++++ Extract

REGENERATION, a new birth; that work of the Holy Spirit by which we experience a change of heart. It is to be distinguished from baptism which is an external rite, though some have confounded them together. Nor does it signify a mere reformation of the outward conduct. Nor is it a conversion from one sect or creed to another; or even from atheism. Nor are new faculties given in this change. Nor does it consist in new revelations, succession of terrors or consolations; or any whisper as it were from God to the heart, concerning his secret love, choice, or purpose to save us. It is expressed in Scripture by being born again, John, iii. 7. born from above, so it may be rendered, John, iii. 2, 7, 27. being quickened, Ephes. ii. 1. Christ formed in the heart, Gal. iv. 12. a partaking of the Divine nature, 2 Pet. i. 4. The efficient cause of regeneration is the Divine Spirit. That man is not the author of it is evident, if we consider, 1. The case in which men are before it takes place; a state of ignorance and inability. John, iii. 4.-2. The nature of the work shows plainly that it is not in the power of men to do it: it is called a creation, a

production of a new principle which was not before, and which man could not himself produce, Eph. ii. 8, 10-3. It is expressly denied to be of men, but declared to be of God, John, i. 12, 13. 1 John, iii. 9. The instrumental cause. if it may be so called, is the word of God, Jam. i. 18. 1 Cor. iv. 15. The evidences of it are, conviction of sin, holy sorrow, deep humility, knowledge, faith, repentance, love, and devotedness to God's glory. The properties of it are these: 1. It is a passive work, and herein it differs from conversion. In regeneration we are passive, and receive from God; in conversion we are active, and turn to him.-2. It is an irresistible, or rather an invincible, work of God's grace, Eph. iii. 8.-3. It is an instantaneous act, for there can be no medium between life and death; and here it differs from sanctification, which is progressive. 4. It is a complete act, and perfect in its kind; a change of the whole man, 2 Cor. v. 17.-5. It is a great and important act, both as to its author and effects, Eph. ii. 4, 5.—6. It is an internal act, not consisting in bare outward forms, Ezek. xxxvi. 26, 27.— 7. Visible as to its effects, 1 John, iii. 14. -8. Delightful, 1 Pet. i. 8.-9. Necessary, John, iii. 3.-10. It is an act, the blessings of which we can never finally lose, John, xiii. 1. See CALLING, CONVERSION; and Charnocks Works, vol. ii. p. 1 to 230; Cole and Wright, but especially Witherspoon on Regeneration; Doddridge's Ten Sermons on the Subject; Dr. Gill's Body of Divinity, article Regeneration; Dr. Owen on the Spirit; Lime Street Lectures, ser. 8.

RELICS, in the Roman church, the remains of the bodies or clothes of saints or martyrs, and the instruments by which they were put to death, devoutly preserved, in honour to their memory; kissed, revered, and carried in procession.

++++++++
++++ Source material

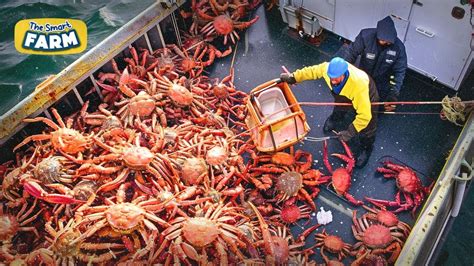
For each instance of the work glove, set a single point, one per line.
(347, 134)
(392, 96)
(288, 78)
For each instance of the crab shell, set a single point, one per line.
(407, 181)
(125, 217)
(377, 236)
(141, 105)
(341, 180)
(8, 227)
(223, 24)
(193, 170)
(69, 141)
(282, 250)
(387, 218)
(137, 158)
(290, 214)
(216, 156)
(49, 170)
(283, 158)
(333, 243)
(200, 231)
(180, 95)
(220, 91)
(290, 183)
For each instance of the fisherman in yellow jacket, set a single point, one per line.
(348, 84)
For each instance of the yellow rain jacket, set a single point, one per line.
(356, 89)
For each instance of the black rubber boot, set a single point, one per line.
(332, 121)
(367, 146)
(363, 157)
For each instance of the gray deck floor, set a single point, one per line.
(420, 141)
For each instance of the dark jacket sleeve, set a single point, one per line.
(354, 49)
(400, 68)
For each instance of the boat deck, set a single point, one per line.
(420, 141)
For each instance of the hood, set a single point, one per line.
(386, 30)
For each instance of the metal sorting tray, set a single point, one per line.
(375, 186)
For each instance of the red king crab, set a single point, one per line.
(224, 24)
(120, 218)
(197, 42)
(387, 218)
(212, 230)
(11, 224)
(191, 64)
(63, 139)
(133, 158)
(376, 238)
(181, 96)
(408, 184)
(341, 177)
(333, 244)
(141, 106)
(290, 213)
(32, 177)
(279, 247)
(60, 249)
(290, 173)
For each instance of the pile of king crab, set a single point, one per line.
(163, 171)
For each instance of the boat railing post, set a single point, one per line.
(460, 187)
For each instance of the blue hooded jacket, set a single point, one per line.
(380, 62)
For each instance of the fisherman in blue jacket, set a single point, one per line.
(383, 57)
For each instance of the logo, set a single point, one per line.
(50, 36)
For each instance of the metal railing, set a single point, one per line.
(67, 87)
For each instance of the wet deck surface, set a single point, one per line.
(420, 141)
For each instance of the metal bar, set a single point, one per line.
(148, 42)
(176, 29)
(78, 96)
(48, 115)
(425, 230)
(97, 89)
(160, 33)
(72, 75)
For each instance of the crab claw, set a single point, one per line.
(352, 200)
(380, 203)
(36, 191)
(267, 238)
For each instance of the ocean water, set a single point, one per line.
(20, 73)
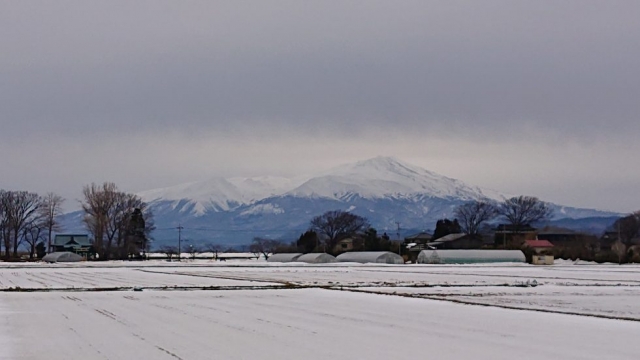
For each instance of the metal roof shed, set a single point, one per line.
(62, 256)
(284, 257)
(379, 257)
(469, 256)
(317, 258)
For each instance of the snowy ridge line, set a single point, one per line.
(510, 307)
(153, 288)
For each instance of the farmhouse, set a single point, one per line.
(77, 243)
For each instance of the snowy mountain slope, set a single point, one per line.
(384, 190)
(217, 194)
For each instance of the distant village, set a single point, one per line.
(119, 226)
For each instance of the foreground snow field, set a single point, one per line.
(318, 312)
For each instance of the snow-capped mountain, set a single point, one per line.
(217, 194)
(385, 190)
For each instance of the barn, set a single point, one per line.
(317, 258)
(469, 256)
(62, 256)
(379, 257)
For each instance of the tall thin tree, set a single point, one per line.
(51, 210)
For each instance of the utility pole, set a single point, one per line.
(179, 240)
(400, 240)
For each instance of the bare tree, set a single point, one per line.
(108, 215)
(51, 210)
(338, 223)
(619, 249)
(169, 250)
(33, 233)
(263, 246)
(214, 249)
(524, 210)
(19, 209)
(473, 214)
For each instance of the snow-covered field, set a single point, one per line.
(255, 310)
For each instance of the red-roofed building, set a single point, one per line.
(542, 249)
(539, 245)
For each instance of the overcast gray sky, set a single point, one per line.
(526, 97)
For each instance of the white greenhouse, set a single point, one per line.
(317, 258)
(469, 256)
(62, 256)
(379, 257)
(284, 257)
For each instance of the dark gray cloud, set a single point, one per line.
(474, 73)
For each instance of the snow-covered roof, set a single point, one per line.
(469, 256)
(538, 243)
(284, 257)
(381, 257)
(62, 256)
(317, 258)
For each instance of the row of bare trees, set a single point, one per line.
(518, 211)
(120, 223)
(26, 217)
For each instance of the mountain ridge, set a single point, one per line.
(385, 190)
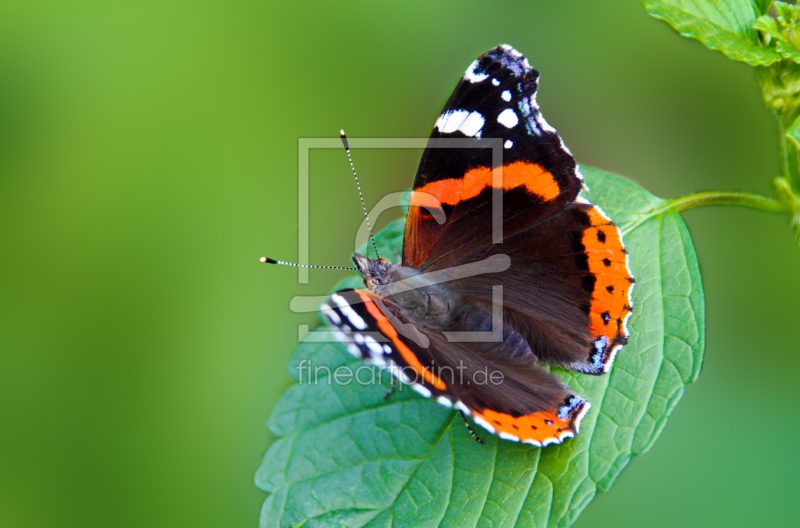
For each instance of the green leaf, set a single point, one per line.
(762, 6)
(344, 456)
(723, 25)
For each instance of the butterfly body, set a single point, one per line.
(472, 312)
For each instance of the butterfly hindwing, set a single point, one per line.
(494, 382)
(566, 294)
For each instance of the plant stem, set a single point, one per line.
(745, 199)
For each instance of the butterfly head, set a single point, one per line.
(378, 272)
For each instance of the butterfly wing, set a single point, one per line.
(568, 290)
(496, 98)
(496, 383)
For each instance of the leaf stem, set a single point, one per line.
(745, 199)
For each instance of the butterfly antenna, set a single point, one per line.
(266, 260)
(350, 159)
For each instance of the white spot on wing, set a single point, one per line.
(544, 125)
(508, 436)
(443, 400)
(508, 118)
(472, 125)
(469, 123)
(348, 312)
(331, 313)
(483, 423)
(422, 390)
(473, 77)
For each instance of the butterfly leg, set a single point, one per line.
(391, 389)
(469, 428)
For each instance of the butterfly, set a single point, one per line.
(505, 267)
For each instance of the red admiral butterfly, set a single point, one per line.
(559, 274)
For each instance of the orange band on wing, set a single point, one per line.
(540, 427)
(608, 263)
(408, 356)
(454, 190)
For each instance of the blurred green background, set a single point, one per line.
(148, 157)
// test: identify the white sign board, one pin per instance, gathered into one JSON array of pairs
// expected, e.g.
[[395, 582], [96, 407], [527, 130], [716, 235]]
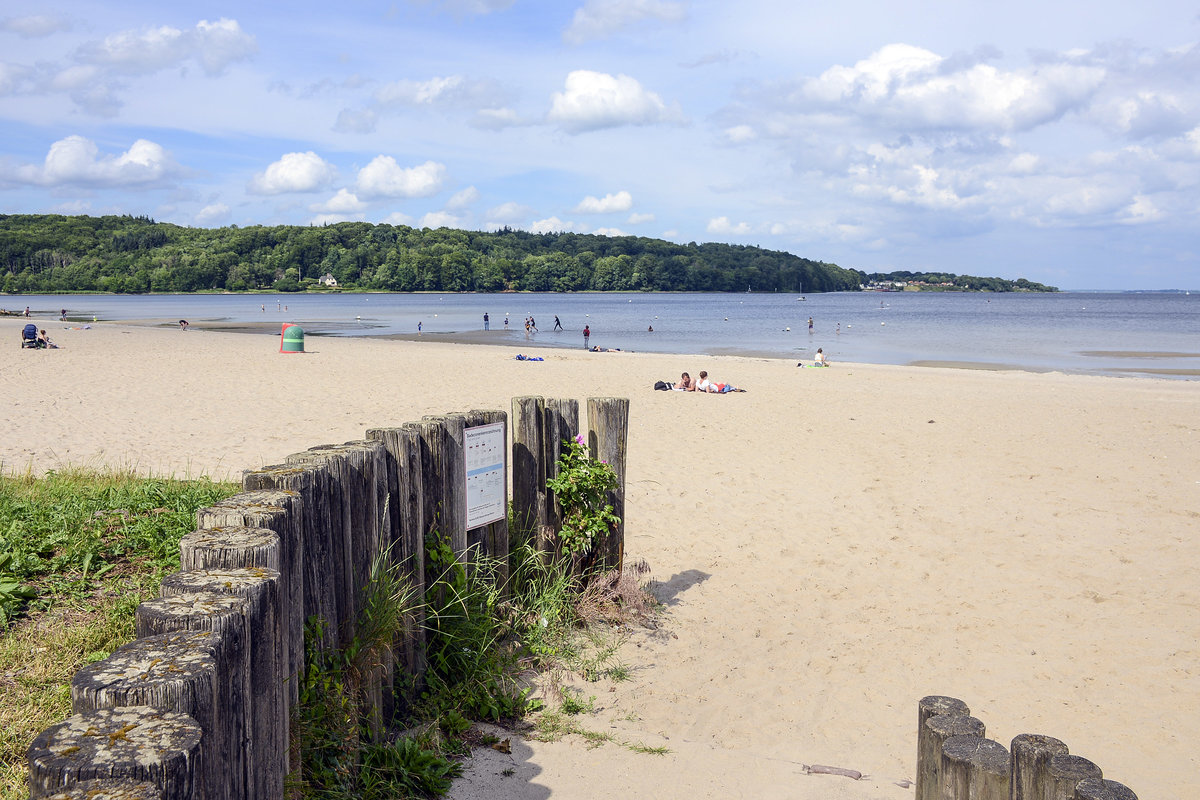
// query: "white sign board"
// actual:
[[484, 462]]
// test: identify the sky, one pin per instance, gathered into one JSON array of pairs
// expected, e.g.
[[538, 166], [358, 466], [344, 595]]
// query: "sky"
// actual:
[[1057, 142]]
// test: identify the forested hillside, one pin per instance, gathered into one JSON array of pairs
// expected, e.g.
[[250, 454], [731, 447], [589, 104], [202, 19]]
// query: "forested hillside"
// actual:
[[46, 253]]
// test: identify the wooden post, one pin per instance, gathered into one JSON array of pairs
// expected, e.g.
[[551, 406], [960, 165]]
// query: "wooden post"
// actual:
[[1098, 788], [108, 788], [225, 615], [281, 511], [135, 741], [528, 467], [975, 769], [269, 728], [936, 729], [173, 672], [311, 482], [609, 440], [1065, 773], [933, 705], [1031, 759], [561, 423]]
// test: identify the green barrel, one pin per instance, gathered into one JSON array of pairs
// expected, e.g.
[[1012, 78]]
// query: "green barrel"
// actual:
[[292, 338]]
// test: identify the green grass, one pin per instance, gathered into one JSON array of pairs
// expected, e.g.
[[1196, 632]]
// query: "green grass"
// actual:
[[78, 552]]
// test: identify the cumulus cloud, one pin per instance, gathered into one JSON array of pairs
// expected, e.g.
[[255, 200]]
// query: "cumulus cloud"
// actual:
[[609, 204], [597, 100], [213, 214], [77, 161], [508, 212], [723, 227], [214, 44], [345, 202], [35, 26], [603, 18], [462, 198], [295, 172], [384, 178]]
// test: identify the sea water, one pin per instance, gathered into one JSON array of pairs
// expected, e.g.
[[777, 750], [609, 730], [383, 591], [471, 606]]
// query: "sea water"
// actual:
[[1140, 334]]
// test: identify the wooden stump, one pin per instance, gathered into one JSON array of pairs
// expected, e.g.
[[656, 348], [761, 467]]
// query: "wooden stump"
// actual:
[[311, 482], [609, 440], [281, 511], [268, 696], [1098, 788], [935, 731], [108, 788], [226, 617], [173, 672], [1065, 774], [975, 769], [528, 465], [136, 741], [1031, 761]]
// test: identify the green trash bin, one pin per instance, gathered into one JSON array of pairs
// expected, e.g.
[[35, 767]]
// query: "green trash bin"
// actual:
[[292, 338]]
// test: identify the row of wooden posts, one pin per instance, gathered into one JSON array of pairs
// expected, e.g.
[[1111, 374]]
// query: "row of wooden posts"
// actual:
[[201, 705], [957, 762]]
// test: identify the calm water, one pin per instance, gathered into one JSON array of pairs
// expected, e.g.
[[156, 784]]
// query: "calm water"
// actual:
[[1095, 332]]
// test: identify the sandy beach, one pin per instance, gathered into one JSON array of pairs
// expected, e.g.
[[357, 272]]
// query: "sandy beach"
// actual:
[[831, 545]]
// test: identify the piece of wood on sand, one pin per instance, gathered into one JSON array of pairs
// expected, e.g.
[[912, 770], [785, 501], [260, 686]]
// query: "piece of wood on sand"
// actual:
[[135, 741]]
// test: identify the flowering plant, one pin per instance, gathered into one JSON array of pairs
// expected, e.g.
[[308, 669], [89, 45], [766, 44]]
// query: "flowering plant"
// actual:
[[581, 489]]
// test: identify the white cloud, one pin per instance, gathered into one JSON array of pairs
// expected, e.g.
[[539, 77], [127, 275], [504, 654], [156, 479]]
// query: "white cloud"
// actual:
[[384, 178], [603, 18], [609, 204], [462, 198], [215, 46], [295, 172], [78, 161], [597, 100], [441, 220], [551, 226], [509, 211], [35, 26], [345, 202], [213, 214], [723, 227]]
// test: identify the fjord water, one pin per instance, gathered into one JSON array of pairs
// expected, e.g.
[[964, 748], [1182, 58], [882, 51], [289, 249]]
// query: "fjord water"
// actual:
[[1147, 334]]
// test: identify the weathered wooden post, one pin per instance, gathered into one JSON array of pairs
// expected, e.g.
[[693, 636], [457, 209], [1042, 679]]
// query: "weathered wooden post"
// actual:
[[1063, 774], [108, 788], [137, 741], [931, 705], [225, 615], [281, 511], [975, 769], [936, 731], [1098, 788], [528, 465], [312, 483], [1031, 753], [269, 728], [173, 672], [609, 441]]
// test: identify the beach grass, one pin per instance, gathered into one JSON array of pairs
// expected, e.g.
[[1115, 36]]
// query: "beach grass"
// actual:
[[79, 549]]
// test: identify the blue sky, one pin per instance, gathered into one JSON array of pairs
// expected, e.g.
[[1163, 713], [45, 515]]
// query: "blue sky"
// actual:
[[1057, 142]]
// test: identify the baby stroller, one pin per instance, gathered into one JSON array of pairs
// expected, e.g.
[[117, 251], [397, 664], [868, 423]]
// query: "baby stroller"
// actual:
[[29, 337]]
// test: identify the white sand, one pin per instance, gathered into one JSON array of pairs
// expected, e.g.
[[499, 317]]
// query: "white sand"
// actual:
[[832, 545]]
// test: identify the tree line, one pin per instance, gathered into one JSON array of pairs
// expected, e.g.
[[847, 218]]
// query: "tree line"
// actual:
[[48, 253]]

++++++++

Tasks and exercises:
[A] Revise the dictionary entries starting at "RELICS, in the" and ending at "carried in procession.", putting "touched" in place of "kissed".
[B] Carry on the dictionary entries on religious terms from the point where they stop.

Replies:
[A]
RELICS, in the Roman church, the remains of the bodies or clothes of saints or martyrs, and the instruments by which they were put to death, devoutly preserved, in honour to their memory; touched, revered, and carried in procession.

[B]
The respect which was justly due to the martyrs and teachers of the Christian faith, in a few ages, increased almost to adoration; and at length adoration was really paid both to departed saints, and to relics of holy men, or holy things. The abuses of the church of Rome with respect to relics, are very flagrant and notorious; for such was the rage for them at one time, that, as F. Mabillon, a Benedictine, justly complains, the altars were loaded with suspected relics; numerous spurious ones being every where offered to the piety and devotion of the faithful. He adds, too, that bones are often consecrated, which so far from belonging to saints,

probably do not belong to Christians. From the catacombs numerous relics have been taken, and yet it is not known who were the persons interred therein. In the eleventh century, relics were tried by fire, and those which did not consume were reckoned genuine, and the rest not. Relics were, and still are, preserved on the altars whereon mass is celebrated: a square hole being made in the middle of the altar big enough to receive the hand; and herein is the relic deposited, being first wrapped in red silk, and enclosed in a leaden box.

The Romanists plead antiquity in behalf of relics: for the Manichees, out of hatred to the flesh, which they considered as an evil principle, refused to honour the relics of saints; which is reckoned a kind of proof that the Catholics did it in the first ages.

Theodosius the Great was obliged to pass a law, forbidding the people to dig up the bodies of the martyrs, and to traffic in their relics.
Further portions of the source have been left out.